**Data rows:**
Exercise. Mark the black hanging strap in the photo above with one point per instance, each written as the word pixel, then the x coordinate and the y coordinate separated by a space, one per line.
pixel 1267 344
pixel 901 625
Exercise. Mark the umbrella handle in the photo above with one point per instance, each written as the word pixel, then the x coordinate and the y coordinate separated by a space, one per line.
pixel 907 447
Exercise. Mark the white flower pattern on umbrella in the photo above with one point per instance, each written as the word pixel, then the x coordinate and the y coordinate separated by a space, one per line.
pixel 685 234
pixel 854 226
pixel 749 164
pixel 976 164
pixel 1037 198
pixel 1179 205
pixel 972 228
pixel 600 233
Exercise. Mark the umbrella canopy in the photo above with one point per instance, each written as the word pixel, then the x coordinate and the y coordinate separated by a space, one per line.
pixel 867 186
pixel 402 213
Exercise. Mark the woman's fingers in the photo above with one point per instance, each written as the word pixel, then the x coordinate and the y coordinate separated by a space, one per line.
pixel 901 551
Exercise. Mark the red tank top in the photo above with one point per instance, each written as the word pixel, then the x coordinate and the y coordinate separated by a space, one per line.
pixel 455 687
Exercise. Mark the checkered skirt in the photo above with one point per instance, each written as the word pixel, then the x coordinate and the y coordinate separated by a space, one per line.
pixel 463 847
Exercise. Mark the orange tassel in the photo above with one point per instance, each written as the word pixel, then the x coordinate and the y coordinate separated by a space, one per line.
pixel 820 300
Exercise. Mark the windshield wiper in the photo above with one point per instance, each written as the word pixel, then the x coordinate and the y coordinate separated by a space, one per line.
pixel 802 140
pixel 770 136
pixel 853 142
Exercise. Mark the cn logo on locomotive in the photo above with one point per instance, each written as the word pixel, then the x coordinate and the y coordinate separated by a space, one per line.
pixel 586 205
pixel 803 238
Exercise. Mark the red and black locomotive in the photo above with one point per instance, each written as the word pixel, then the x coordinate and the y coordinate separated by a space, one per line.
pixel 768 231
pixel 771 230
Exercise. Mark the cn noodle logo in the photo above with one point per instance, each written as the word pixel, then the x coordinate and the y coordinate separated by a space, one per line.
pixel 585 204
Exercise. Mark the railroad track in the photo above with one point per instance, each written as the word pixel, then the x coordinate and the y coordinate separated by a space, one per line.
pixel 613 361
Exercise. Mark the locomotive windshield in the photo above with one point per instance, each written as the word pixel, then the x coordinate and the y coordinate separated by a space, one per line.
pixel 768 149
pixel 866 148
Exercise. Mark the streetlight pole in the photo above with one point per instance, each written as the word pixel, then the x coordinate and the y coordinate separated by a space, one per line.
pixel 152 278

**What is being asked:**
Can you print the lines above, from the line with "Exercise. Mark the red tank" to the line with "pixel 853 142", with no changes?

**Complete response:**
Exercise. Mark the red tank top in the photo above with one point per instance, each written as the word pixel, then the x coordinate and the y coordinate separated by a space, one per line.
pixel 455 687
Exercise. Mark the checkered skirt in the photo above with one point per instance, each written as the word pixel, then the x coordinate and the y coordinate separated by a space, one per line.
pixel 463 847
Exercise. Mark the orange tassel in the photo above with one point per instance, each written as the word pixel, then the x coordinate and the y coordinate separated by a space, one per line.
pixel 820 300
Exercise. Mark the windshield wiper in the photo above with one point per instance, each written as the word pixel, then the x coordinate and the y coordinate separated by a space, one per line.
pixel 802 140
pixel 770 136
pixel 853 142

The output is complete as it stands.